##### INFORMATION SHOWN

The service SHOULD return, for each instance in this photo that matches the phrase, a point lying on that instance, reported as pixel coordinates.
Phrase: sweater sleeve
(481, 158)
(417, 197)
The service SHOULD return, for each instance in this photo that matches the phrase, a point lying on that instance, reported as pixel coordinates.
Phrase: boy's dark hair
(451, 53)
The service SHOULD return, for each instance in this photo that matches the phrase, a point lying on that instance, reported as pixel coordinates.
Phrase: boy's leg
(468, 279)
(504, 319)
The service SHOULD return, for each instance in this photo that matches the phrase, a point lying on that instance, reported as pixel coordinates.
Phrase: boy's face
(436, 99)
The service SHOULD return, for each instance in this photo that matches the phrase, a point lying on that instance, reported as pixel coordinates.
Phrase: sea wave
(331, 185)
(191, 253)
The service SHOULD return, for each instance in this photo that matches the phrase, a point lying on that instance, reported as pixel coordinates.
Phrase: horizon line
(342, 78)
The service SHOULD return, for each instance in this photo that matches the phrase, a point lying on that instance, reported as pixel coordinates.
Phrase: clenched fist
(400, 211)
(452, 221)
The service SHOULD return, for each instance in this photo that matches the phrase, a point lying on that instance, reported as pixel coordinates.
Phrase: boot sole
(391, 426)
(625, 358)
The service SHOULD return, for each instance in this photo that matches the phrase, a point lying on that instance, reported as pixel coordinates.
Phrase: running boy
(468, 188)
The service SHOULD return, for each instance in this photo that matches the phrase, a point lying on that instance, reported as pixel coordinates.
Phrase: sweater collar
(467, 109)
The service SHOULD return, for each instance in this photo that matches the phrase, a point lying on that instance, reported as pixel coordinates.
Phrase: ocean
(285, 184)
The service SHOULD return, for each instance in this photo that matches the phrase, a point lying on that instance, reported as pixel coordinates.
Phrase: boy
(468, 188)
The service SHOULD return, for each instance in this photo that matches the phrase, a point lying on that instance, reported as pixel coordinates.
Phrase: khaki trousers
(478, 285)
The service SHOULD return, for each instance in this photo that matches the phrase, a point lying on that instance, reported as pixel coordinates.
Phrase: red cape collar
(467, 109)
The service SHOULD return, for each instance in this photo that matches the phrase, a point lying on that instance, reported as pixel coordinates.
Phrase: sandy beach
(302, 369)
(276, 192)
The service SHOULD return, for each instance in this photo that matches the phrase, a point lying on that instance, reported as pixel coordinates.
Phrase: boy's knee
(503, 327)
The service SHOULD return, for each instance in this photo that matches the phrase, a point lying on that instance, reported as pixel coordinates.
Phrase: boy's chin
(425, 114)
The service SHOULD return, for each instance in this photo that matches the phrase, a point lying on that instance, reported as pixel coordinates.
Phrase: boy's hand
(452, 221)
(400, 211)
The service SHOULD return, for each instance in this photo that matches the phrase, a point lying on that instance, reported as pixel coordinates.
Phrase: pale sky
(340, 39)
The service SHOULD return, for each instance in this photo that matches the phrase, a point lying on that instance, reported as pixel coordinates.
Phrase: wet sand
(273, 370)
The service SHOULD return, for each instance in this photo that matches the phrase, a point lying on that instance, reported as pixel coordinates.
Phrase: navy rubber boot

##########

- [PROBLEM REQUIREMENTS]: Pick out every line in the listing above that contains the word "sweater", and copy each one.

- [SOLVED EXERCISE]:
Phrase: sweater sleeve
Phrase: sweater collar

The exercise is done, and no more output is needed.